(EXERCISE PASSAGE Opens)

Tuesday, July 10, 2007

Holding the tiller

I burned my mother's pan. I cooked chicken and bacon for a warm salad for my father and sister when we came back from hospital, and I forgot that I left the pan soaking on a high heat. I was sitting in the study, the one room in the house that is Dad's not hers, listening to 'Fix you', whilst replying to anxious messages on behalf of my father, who is too distressed to cope with the phone calls and emails telling him that so many people are praying for him, for mum, for us. He has gone to be with my brother and his wife and his one-year old grandson; they were the last people to sit with Mum today, before visiting hours ended, and if he cannot be with her, he can be with the last people who sat at her side, and he can hear from them how she was, and look into my brother's face when he tells how he is hopeful, he is calm, how Mum's amazing grace defies the expectations of a severe stroke, day 2 .

My mum, who is fit and only 63, can swallow. She does not need naso-gastric feeding. She is paralysed down her right side: the clot affected deep inside her left cerbral cortex, the part that deals with motor neurone and sensory function, but she can wriggle her toe, we think. She can't speak, but she smiles, at us, her family, and she lifts her left hand, and she waves, and she smiles. And I can see what it costs her; every grimace, every flash of understanding between us. I cradle her face, I smooth her hair, I tell her she is making me so proud, how she is the best patient, already ahead of schedule, applying her ambidextrous talents and quick wit to this new now.

(EXERCISE PASSAGE Closes)
(RECORD SET Opens)

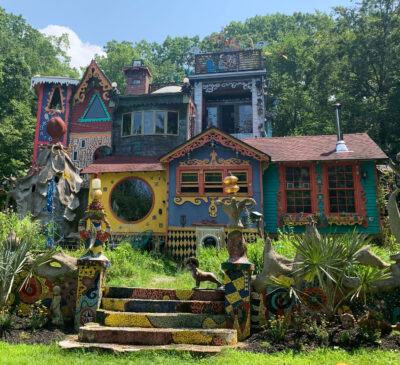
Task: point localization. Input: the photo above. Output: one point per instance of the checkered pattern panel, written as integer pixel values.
(235, 289)
(181, 244)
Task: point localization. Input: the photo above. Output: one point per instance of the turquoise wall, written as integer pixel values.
(270, 189)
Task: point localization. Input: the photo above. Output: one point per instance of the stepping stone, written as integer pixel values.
(160, 320)
(163, 294)
(71, 342)
(157, 336)
(163, 306)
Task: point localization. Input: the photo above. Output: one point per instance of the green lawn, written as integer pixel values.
(39, 355)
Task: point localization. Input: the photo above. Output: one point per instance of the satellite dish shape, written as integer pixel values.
(194, 50)
(261, 44)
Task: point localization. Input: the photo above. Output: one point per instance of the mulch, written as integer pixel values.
(305, 339)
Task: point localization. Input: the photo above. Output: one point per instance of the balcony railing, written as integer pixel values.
(231, 61)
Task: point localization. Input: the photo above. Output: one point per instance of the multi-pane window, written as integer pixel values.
(150, 122)
(189, 182)
(298, 191)
(341, 189)
(210, 182)
(213, 182)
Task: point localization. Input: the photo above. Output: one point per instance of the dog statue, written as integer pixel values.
(192, 264)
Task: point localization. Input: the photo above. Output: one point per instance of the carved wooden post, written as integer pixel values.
(91, 277)
(237, 284)
(238, 268)
(92, 265)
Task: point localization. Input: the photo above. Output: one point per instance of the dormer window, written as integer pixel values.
(150, 122)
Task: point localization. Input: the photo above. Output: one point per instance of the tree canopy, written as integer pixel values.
(351, 56)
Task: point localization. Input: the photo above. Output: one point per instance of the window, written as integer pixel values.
(137, 123)
(172, 122)
(341, 189)
(150, 122)
(159, 123)
(189, 182)
(213, 182)
(131, 200)
(235, 118)
(126, 124)
(210, 182)
(298, 191)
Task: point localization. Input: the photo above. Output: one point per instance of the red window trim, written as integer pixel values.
(359, 193)
(224, 169)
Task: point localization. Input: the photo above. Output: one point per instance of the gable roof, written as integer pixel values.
(93, 70)
(124, 163)
(215, 134)
(318, 148)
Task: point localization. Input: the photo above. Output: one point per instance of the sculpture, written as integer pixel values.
(53, 164)
(192, 264)
(55, 307)
(392, 207)
(94, 239)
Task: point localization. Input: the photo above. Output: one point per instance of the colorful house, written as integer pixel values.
(162, 152)
(307, 176)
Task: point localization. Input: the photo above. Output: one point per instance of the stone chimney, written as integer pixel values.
(137, 78)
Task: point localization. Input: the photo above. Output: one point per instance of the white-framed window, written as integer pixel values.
(150, 122)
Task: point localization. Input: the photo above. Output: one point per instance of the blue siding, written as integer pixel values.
(270, 189)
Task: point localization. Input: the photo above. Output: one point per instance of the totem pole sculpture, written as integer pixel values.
(93, 263)
(238, 268)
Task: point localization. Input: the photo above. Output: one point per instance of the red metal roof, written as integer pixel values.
(317, 148)
(124, 163)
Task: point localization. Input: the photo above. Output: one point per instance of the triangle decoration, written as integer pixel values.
(96, 111)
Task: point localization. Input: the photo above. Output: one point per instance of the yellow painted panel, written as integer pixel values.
(155, 221)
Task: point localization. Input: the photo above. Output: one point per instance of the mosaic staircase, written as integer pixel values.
(132, 319)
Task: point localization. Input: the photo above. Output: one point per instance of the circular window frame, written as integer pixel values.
(152, 202)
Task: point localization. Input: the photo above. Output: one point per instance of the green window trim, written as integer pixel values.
(106, 119)
(170, 117)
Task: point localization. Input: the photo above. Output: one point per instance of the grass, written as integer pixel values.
(40, 354)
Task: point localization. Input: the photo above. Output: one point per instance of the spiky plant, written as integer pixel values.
(328, 263)
(14, 258)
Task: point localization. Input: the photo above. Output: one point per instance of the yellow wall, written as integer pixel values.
(157, 181)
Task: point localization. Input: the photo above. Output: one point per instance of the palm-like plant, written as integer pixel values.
(14, 258)
(329, 263)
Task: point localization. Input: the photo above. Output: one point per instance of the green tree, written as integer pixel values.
(24, 52)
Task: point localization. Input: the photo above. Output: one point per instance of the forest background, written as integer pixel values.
(313, 61)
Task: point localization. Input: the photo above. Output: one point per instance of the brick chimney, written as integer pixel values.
(137, 78)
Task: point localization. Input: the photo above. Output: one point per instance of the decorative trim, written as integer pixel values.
(211, 87)
(93, 71)
(62, 101)
(212, 161)
(84, 120)
(346, 220)
(214, 134)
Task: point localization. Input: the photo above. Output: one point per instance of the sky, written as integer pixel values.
(90, 24)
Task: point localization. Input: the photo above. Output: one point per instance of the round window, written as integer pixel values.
(131, 199)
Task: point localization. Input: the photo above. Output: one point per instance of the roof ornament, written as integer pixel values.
(340, 145)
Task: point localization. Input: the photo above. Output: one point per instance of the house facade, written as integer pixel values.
(162, 152)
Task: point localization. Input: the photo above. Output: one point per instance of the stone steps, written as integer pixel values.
(160, 320)
(163, 294)
(157, 336)
(163, 306)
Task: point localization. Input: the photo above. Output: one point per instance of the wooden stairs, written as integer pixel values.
(137, 319)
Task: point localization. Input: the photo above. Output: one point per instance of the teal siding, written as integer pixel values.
(270, 189)
(369, 185)
(270, 209)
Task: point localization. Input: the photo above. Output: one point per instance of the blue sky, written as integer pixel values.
(98, 21)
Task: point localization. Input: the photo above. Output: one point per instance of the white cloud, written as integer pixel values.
(81, 53)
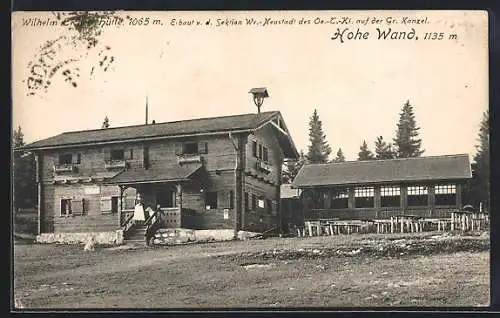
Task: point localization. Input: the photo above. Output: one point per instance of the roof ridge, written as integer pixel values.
(171, 122)
(395, 159)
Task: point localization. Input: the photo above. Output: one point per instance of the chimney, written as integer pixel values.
(146, 110)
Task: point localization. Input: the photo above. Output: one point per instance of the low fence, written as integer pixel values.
(458, 221)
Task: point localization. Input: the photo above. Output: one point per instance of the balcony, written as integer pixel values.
(64, 167)
(188, 158)
(264, 166)
(114, 164)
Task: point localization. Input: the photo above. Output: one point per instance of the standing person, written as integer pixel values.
(139, 216)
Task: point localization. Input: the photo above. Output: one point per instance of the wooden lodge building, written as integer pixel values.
(378, 189)
(208, 173)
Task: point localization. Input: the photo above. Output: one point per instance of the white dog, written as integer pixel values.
(90, 245)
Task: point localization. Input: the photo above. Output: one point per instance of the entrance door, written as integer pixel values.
(114, 205)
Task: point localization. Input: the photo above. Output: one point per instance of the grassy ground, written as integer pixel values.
(339, 271)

(RECORD SET Closes)

TASK INSTRUCTIONS:
**A)** In the blog entry about a mother's stroke, how old is the mother?
**B)** Write out the stretch of the blog entry about a mother's stroke from "My mum, who" through "this new now.".
**C)** Carry the blog entry about a mother's stroke further, picking up after its final sentence.
The rows are not needed for this work.

RESULTS OF THE TASKS:
**A)** She is 63.

**B)**
My mum, who is fit and only 63, can swallow. She does not need naso-gastric feeding. She is paralysed down her right side: the clot affected deep inside her left cerbral cortex, the part that deals with motor neurone and sensory function, but she can wriggle her toe, we think. She can't speak, but she smiles, at us, her family, and she lifts her left hand, and she waves, and she smiles. And I can see what it costs her; every grimace, every flash of understanding between us. I cradle her face, I smooth her hair, I tell her she is making me so proud, how she is the best patient, already ahead of schedule, applying her ambidextrous talents and quick wit to this new now.

**C)**
48 hours after she carried a tray of tea and fruit and cereal upstairs to treat my sleeping father to breakfast in bed the day after the family party, and then collapsed, her mouth open in a silent scream of panic and pain that came out as a gasping laugh, she is sitting up and trying to show us that she is all right. Her right hand has a burn and a blister the size of a gull's egg, where the scalding tea splashed her, yet still she set the tray down, would not let my father take it, for fear he might be hurt too. Then, only then, would she fall onto the bed, and try to cry for help, in her frozen agony of fear.

Her great heart was swollen, it was failing for weeks, but she would not go to A&E. She wanted July 7th weekend to be perfect; her brother's 70th, a hotel full of life-long friends come to celebrate, the next day, a celebration for all the family in the sunshine, in the garden of scent and colour that she and Dad planted. She was tired, but she did us proud. She is so tired now, and my father is so frightened, so shocked, that he wants to give up. I tell him, I tell her, that there is hope, there is so much to be encouraged about, even now, so soon. That this too will pass; that it is looking so positive, that we are amazed at the progress she is making after only one night's sleep.

It is so hard when it happens to someone you love. I would so much rather it was me: I know I would be ok, I know J would never despair of me, of us. That even if I could not walk I would still outrun the shadows. This afternoon I took Dad to the doctor because I was worried that he was presenting worrying symptoms himself ; but he is physically fine, his blood pressure has stabilised again, the adrenalin surge that left him shaking and then freezing cold has ebbed away, the crushing headache, banging in the ears, and numbness have faded somewhat. It was shock and grief that flattened him.

I need him to stay in the present and not mourn the future, I need us all to keep breathing deeply, pushing our feet down into the ground, counting the heartbeats. To stay steady, to hold the rope of hope and feel the pull towards a different shore. To let the wind carry us on and to not panic.

20 Comments:

Blogger Graham the Funky Aardvark said...

In times of trouble, your friends are here

In times of struggle, your friends are here

We might not have met you, but we are your friends

And we are here for you and your family

Take strength from us

All

July 10, 2007 11:00 pm  
Blogger Graham the Funky Aardvark said...

Oh, and what you wrote was beautiful

Thank you again for allowing us to share

July 10, 2007 11:02 pm  
Blogger Tom Tyler said...

Very sorry to hear about the bad news. Just give it time, many stroke patients make remarkable recoveries, and almost all recover to some extent, but it does take time.

July 10, 2007 11:21 pm  
Blogger seth said...

hi rachel,

what can i say? what is happening to your mom (mum) is horrible..we'll pray for her.

seth

July 10, 2007 11:29 pm  
Blogger Clare said...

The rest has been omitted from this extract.